Given problem A -> Reproduce the whole passage about surrender word for word.
::::
That sounds like true SURRENDER to me, and that is the way that I try to live --- surrendering to the divine spark inherent in all whereby the answers to all questions (*?*) are revealed. It's not in the words but in the "heart", as you duly noted.

It is wisely said that "instructions are needed only so long as one has not surrendered completely". With complete and total surrender to the divine inherent in all, books and words and lectures become unnecessary and actually superfluous other than as a common ground for communication in forums such as these.


The *?* isn't denoting any kind of question, just when I came to it the option of words to describe what I was referring to lacked all-encompassing precision and I did not know what word to put there. Faith, audacity, foolish-wisdom, courage, surrender, humbleness, trust? boldness? challenge? stubbornness? arrogant mage pride?

By your last paragraph though looking soberly at the human condition, instruction will always be needed. I think an early mistake (?) I made was in approaching God with empathy.... the notion that if I could imagine myself walking around in God's shoes I could figure God out and then ascertain the truth and right judgment/assessment of God. Kabbalah at its start acknowledges that God is unknowable, that there are many interfaces expression of God in the world/human condition, and that the business of humans is to respond to the presence and the inter-action of those interfaces, and to know their place and path and places, and to reach. I think a person raised with a full (FULL) understanding of the Hebrew language and the true resonant full meaning of those words, who had read and learned and walked the walk and lived the life, would gain much richness from that study contemplation journey. For the outsider to that rich ancient culture perhaps as you seem to suggest it would be better served to look direct to god for other paths of understanding. But always that faith/courage/*?* that we grow toward God even knowing that ultimate knowing of God is unknowable.
::::
Given problem B -> Pick out every line in the entries that contains the string "helmet", and treat uppercase and lowercase as different.

Records from a data collection:
::::
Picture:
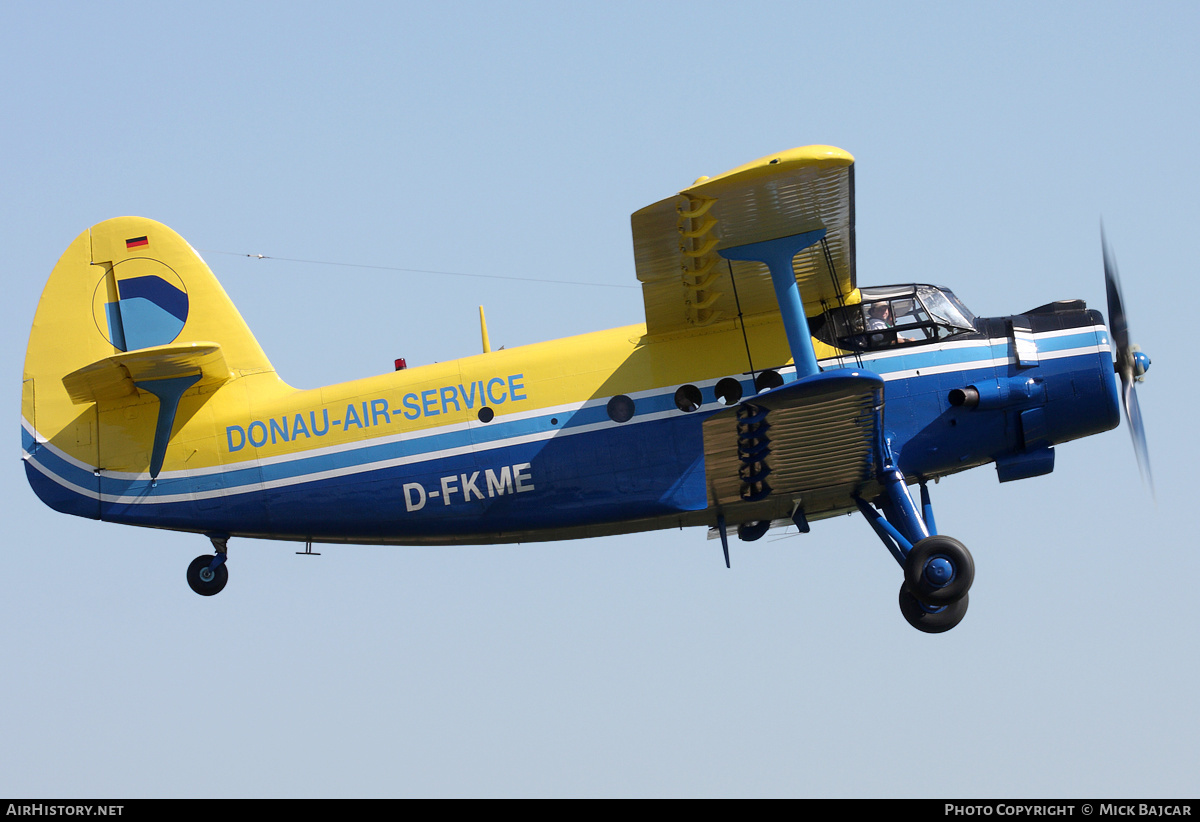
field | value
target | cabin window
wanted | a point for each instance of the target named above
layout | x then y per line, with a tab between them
894	316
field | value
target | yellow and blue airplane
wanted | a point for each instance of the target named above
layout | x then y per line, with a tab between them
763	388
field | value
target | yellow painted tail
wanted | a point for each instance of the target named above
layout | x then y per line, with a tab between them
130	315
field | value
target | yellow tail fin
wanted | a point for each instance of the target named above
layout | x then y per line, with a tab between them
131	315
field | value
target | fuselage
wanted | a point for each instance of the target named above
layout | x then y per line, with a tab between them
593	435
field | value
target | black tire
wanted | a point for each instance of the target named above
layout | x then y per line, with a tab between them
933	547
196	574
937	622
749	532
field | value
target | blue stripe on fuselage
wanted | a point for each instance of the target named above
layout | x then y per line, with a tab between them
629	478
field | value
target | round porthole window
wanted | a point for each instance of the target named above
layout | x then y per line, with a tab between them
621	408
688	399
767	381
729	391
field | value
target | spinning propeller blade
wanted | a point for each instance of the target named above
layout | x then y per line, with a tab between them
1131	364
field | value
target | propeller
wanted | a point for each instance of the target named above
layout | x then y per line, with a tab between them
1131	365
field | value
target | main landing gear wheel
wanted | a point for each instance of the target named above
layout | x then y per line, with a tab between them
928	618
204	579
939	570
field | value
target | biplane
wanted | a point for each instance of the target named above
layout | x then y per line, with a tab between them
766	388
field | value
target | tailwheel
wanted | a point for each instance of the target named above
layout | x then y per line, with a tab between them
204	579
939	570
931	619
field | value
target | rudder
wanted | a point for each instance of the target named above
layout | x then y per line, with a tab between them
131	310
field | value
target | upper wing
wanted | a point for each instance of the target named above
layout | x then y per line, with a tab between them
687	285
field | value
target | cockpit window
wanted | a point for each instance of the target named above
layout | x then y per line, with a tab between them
894	316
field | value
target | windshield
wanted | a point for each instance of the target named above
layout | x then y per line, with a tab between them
895	316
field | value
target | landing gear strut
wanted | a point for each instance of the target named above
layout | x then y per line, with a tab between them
937	570
208	574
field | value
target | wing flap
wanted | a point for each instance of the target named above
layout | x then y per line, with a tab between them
685	285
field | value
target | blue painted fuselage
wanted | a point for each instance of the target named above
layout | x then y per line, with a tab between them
574	471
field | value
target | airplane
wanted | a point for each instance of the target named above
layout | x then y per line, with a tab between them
765	388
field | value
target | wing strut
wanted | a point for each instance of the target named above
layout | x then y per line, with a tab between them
777	256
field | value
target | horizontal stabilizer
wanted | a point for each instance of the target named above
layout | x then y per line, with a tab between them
117	377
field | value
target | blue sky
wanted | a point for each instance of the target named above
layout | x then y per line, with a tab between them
515	139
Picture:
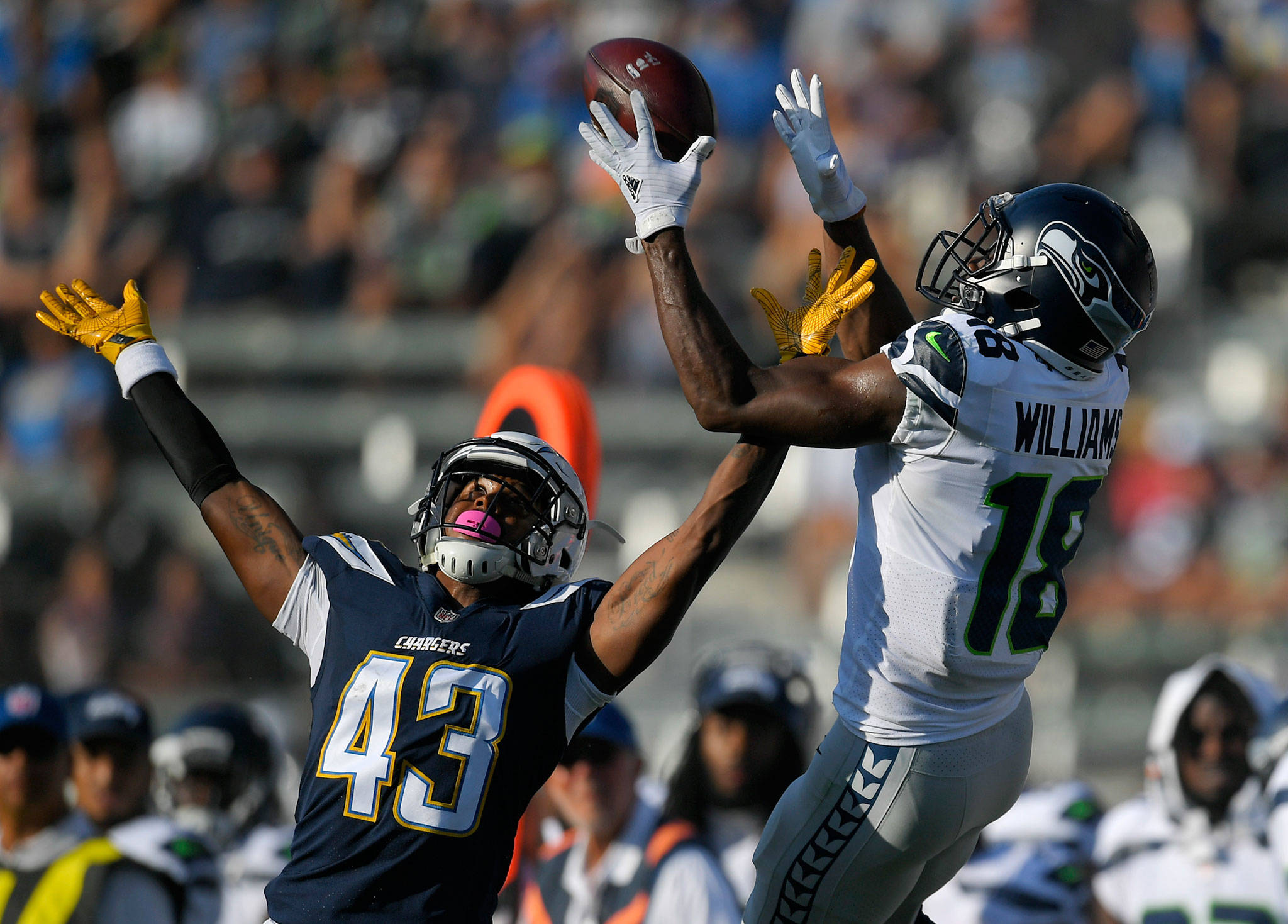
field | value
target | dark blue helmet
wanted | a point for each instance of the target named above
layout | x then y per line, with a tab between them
760	676
1062	267
216	772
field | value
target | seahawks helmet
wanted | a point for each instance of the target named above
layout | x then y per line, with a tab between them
538	481
1062	267
758	674
216	772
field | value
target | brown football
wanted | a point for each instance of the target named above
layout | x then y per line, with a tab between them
677	93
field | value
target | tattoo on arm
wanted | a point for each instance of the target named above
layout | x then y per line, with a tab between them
645	587
262	543
255	521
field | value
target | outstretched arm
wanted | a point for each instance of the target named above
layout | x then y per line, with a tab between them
804	126
259	539
636	619
811	401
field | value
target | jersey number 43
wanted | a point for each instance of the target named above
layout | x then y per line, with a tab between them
358	749
1041	591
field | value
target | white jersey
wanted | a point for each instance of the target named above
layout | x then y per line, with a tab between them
158	844
248	867
1277	807
967	520
1155	873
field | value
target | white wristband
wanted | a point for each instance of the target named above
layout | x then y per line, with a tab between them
852	205
141	360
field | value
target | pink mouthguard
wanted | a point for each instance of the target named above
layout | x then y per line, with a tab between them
478	525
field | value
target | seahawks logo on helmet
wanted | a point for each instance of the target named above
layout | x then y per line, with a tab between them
1091	279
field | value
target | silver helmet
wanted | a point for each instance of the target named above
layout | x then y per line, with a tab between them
475	552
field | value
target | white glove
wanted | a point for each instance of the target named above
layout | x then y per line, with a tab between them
802	126
658	191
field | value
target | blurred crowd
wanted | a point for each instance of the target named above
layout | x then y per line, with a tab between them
190	825
419	157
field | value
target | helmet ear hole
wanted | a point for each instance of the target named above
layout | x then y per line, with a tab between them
1019	299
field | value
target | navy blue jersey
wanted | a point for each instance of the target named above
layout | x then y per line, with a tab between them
433	727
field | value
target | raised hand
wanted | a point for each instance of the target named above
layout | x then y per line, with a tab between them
809	329
83	314
804	128
658	191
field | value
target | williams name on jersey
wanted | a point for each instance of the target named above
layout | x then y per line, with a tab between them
968	518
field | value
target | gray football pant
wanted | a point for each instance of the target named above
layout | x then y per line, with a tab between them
871	830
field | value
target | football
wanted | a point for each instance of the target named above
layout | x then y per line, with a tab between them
675	91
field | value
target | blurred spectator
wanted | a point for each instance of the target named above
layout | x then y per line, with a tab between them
53	403
111	732
1194	840
38	829
76	632
618	854
755	715
217	775
163	130
1032	865
178	637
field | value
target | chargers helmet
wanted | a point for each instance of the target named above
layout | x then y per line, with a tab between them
1062	267
216	772
547	555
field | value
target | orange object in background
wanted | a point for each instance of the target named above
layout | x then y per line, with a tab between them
555	406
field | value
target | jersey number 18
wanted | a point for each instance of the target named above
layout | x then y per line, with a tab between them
1042	596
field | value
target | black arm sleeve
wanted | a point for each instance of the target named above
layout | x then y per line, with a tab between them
594	669
184	436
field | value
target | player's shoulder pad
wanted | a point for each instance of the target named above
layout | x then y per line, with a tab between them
341	552
265	851
930	360
589	588
1129	829
158	844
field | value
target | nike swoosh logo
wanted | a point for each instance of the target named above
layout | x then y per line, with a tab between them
933	342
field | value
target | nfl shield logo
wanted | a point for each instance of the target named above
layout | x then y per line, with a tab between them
22	701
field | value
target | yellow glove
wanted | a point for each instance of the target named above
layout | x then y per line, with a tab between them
84	316
809	329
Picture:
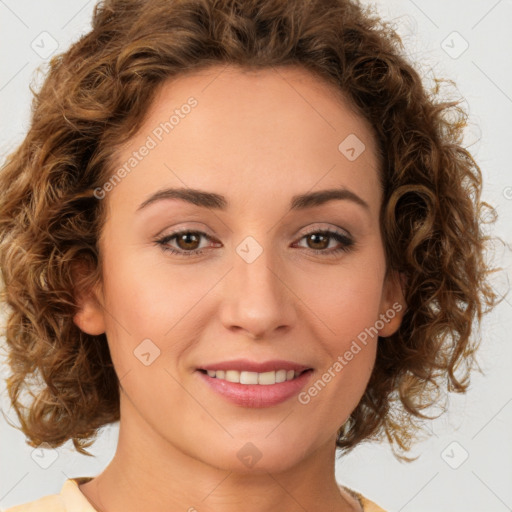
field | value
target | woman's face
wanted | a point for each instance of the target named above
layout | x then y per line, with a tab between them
256	280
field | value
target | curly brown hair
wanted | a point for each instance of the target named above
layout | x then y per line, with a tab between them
94	99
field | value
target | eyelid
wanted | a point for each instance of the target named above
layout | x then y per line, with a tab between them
341	235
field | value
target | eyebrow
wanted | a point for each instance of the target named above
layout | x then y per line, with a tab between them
219	202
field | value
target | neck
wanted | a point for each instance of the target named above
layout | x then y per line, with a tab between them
149	473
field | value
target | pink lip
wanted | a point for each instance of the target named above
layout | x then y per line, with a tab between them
256	395
253	366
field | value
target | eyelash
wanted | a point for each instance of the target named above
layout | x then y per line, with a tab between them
347	243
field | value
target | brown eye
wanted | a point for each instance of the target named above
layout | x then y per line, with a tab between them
188	240
319	240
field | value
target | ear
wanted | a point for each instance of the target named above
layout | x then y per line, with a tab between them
90	317
393	306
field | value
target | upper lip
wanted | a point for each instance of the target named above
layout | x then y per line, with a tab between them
254	366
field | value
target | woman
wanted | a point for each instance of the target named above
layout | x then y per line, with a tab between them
248	233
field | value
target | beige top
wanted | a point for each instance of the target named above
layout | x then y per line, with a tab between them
71	499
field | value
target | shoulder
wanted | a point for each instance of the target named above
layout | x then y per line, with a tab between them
51	503
70	499
366	504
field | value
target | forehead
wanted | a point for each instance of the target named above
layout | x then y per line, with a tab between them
251	131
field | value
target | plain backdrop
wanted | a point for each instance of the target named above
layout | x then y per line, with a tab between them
466	463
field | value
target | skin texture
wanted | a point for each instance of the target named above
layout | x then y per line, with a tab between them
258	138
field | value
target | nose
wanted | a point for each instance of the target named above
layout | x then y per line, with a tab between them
257	295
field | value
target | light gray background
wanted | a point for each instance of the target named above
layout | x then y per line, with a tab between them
480	423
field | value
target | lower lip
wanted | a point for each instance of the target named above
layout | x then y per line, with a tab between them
257	395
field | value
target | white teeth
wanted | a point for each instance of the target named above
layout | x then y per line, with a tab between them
232	376
248	378
264	378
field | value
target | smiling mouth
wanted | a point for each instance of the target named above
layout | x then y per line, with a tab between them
246	377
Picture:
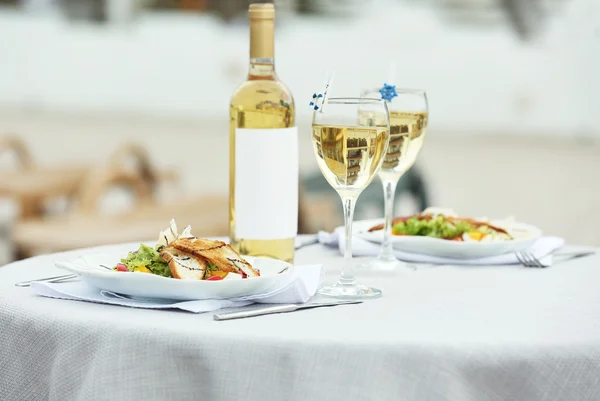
::::
Correct answer A ->
That sounds like true SURRENDER to me, and that is the way that I try to live --- surrendering to the divine spark inherent in all whereby the answers to all questions (*?*) are revealed. It's not in the words but in the "heart", as you duly noted.

It is wisely said that "instructions are needed only so long as one has not surrendered completely". With complete and total surrender to the divine inherent in all, books and words and lectures become unnecessary and actually superfluous other than as a common ground for communication in forums such as these.


The *?* isn't denoting any kind of question, just when I came to it the option of words to describe what I was referring to lacked all-encompassing precision and I did not know what word to put there. Faith, audacity, foolish-wisdom, courage, surrender, humbleness, trust? boldness? challenge? stubbornness? arrogant mage pride?

By your last paragraph though looking soberly at the human condition, instruction will always be needed. I think an early mistake (?) I made was in approaching God with empathy.... the notion that if I could imagine myself walking around in God's shoes I could figure God out and then ascertain the truth and right judgment/assessment of God. Kabbalah at its start acknowledges that God is unknowable, that there are many interfaces expression of God in the world/human condition, and that the business of humans is to respond to the presence and the inter-action of those interfaces, and to know their place and path and places, and to reach. I think a person raised with a full (FULL) understanding of the Hebrew language and the true resonant full meaning of those words, who had read and learned and walked the walk and lived the life, would gain much richness from that study contemplation journey. For the outsider to that rich ancient culture perhaps as you seem to suggest it would be better served to look direct to god for other paths of understanding. But always that faith/courage/*?* that we grow toward God even knowing that ultimate knowing of God is unknowable.

Correct answer B ->
target | dark blue helmet
target | seahawks helmet
target | seahawks logo on helmet
target | silver helmet
target | helmet ear hole
target | chargers helmet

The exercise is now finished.